Tax Day 2010: 53% of your Tax Dollar goes to the Military

Examiner
April 13, 2010

Health care? Social Security? An economic stimulus bill? Wars? Bailing out Wall Street banks? Education? Our nation’s infrastructure? Each may be a good guess based on the issues that get attention in the mainstream media.

The correct answer may be that 53% of the federal tax being collected in 2010 has already been allocated for defense spending.

According to Philadelphia investigative journalist Dave Lindorff, writing for OpEdNews:

The 2011 military budget, by the way, is the largest in history, not just in actual dollars, but in inflation adjusted dollars, exceeding even the spending in World War II, when the nation was on an all-out military footing. Military spending in all its myriad forms works out to represent 53.3% of total US federal spending.

That would mean the military’s share of the approximately $3 trillion 2011 budget is about $1.6 trillion.

On the other hand, anyone can find a handy fact sheet posted on the white house’s web site that puts the department of defense’s share of the budget at a “mere” $708 billion, seemingly bringing the cost down to about 24 cents on the tax dollar.

So, who’s telling the truth? The answer is that both are, depending on how one looks at federal budget allocations.

*Items excerpted from a collection:*
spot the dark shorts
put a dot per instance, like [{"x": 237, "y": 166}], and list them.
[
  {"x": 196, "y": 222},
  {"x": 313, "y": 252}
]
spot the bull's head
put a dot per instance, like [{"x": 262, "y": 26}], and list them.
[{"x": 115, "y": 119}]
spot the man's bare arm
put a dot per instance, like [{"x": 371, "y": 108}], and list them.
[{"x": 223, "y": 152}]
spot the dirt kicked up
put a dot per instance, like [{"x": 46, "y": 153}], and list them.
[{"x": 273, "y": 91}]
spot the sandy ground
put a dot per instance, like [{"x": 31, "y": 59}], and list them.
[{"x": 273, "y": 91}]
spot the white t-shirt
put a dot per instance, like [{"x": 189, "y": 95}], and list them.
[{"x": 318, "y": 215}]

*PROBLEM 1:*
Edit the tax day article's passage starting with "According to Philadelphia" and going on through "about $1.6 trillion.", changing "World War II" to "the Second World War".
*PROBLEM 2:*
In the tax day article, what share of the budget does the White House fact sheet give the department of defense?

*EXERCISE ANSWER 1:*
According to Philadelphia investigative journalist Dave Lindorff, writing for OpEdNews:

The 2011 military budget, by the way, is the largest in history, not just in actual dollars, but in inflation adjusted dollars, exceeding even the spending in the Second World War, when the nation was on an all-out military footing. Military spending in all its myriad forms works out to represent 53.3% of total US federal spending.

That would mean the military’s share of the approximately $3 trillion 2011 budget is about $1.6 trillion.

*EXERCISE ANSWER 2:*
$708 billion, about 24 cents on the tax dollar.